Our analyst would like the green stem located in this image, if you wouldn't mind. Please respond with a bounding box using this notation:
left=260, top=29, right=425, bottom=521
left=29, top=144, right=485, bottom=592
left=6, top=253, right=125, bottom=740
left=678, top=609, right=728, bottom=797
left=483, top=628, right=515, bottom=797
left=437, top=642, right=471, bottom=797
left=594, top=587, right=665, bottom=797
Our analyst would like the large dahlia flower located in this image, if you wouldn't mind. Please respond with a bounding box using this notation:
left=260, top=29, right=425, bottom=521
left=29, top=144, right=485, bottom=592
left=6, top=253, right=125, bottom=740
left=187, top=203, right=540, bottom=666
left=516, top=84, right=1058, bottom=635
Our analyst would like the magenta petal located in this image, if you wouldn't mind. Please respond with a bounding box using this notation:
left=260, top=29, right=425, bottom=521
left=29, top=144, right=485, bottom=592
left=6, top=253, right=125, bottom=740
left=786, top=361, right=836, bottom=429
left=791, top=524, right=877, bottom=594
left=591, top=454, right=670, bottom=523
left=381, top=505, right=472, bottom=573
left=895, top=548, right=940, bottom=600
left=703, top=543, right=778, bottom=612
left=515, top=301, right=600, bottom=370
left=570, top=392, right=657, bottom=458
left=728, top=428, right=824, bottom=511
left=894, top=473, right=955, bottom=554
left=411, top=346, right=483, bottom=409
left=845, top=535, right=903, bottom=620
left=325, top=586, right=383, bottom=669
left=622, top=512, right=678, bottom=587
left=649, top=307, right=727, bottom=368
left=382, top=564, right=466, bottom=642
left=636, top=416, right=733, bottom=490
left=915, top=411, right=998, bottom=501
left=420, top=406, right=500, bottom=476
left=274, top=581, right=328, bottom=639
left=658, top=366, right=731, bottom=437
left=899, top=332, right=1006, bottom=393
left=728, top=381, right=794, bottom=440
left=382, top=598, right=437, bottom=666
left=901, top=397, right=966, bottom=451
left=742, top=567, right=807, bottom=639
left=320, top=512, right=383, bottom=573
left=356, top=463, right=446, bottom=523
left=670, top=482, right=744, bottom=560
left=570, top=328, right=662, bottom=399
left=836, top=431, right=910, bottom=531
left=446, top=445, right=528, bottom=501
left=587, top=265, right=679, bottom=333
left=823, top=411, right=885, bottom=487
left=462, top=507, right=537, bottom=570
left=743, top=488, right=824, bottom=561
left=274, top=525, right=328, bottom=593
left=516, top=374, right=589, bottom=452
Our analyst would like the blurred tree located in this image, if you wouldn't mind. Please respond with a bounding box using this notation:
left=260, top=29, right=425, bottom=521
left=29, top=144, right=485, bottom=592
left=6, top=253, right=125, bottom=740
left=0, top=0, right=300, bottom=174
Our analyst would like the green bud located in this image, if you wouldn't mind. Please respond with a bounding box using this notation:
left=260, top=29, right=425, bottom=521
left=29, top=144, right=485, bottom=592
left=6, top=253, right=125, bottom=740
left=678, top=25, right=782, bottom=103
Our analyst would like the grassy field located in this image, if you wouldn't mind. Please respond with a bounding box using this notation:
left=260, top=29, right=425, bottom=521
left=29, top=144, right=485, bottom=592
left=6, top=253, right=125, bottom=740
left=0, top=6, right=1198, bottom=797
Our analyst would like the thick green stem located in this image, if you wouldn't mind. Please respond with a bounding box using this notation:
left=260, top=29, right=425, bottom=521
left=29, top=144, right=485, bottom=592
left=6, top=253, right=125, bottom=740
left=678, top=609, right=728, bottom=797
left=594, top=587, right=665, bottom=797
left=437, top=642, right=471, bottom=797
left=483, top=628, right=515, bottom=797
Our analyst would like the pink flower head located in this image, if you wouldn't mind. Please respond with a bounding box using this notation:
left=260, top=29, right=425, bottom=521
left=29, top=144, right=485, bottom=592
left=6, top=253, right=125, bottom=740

══════════

Aggiorna tutti i record qui sopra sostituendo "Our analyst" con "Our reviewer" e lascia invariato tutto il resto.

Our reviewer would like the green stem located in this image, if you wouldn't mind. Please respond with a bounding box using this notation:
left=260, top=29, right=425, bottom=521
left=29, top=144, right=485, bottom=592
left=6, top=253, right=125, bottom=740
left=678, top=609, right=728, bottom=797
left=483, top=628, right=515, bottom=797
left=437, top=642, right=471, bottom=797
left=594, top=587, right=665, bottom=797
Our reviewer would like the large dahlia flower located in this image, if you wouldn't mind. Please respond with a bounding box using this notation:
left=260, top=29, right=425, bottom=521
left=29, top=144, right=485, bottom=592
left=6, top=253, right=125, bottom=740
left=187, top=203, right=540, bottom=666
left=516, top=84, right=1058, bottom=635
Our reviewer would like the magenta petal located in this image, if you wouldn't mind. Please respond with a bounding box using this notation:
left=260, top=29, right=425, bottom=521
left=29, top=144, right=485, bottom=592
left=6, top=253, right=125, bottom=740
left=786, top=361, right=836, bottom=429
left=791, top=524, right=877, bottom=594
left=591, top=454, right=670, bottom=523
left=381, top=505, right=472, bottom=573
left=895, top=548, right=940, bottom=600
left=703, top=543, right=778, bottom=612
left=515, top=301, right=600, bottom=370
left=570, top=392, right=657, bottom=458
left=728, top=428, right=824, bottom=511
left=894, top=473, right=955, bottom=554
left=411, top=346, right=483, bottom=409
left=845, top=535, right=903, bottom=620
left=325, top=586, right=383, bottom=669
left=622, top=512, right=678, bottom=587
left=649, top=307, right=727, bottom=368
left=382, top=564, right=466, bottom=642
left=636, top=416, right=733, bottom=490
left=915, top=411, right=998, bottom=501
left=420, top=406, right=500, bottom=476
left=274, top=581, right=328, bottom=639
left=658, top=366, right=731, bottom=437
left=899, top=332, right=1006, bottom=393
left=728, top=381, right=794, bottom=440
left=382, top=598, right=437, bottom=666
left=901, top=397, right=966, bottom=451
left=742, top=567, right=807, bottom=639
left=320, top=512, right=383, bottom=573
left=356, top=463, right=446, bottom=523
left=670, top=482, right=744, bottom=560
left=570, top=328, right=662, bottom=399
left=836, top=431, right=910, bottom=531
left=446, top=445, right=528, bottom=501
left=587, top=265, right=679, bottom=333
left=823, top=411, right=885, bottom=487
left=462, top=507, right=537, bottom=570
left=743, top=488, right=824, bottom=561
left=274, top=525, right=328, bottom=593
left=516, top=374, right=589, bottom=452
Our reviewer would like the blurred tree located in this image, if you wouldn't mind. Please respond with a bounding box using this notation:
left=260, top=29, right=425, bottom=521
left=29, top=144, right=485, bottom=592
left=6, top=253, right=125, bottom=740
left=0, top=0, right=300, bottom=174
Our reviewer would like the green bud located in this image, if you wouldn't mind. Please respond with a bounding box using this notation:
left=260, top=29, right=425, bottom=521
left=29, top=144, right=485, bottom=592
left=6, top=253, right=125, bottom=740
left=678, top=25, right=782, bottom=103
Our reviewer would like the grassy field located in this image, if you wouldn't mind. Please respond with a bounding box using this notation:
left=260, top=29, right=425, bottom=521
left=29, top=144, right=485, bottom=592
left=6, top=253, right=125, bottom=740
left=0, top=6, right=1198, bottom=797
Our reviewer would like the thick green stem located in this image, if you wouldn't mind. Please respond with a bounding box using this notation:
left=260, top=29, right=425, bottom=521
left=29, top=144, right=485, bottom=592
left=6, top=253, right=125, bottom=740
left=678, top=609, right=728, bottom=797
left=594, top=587, right=665, bottom=797
left=437, top=642, right=471, bottom=797
left=483, top=628, right=515, bottom=797
Our reviewer would like the pink flower head located in this image, if you wouldn't mind. Please respond with a bounding box using this notation:
left=260, top=29, right=425, bottom=521
left=29, top=144, right=485, bottom=592
left=6, top=253, right=125, bottom=740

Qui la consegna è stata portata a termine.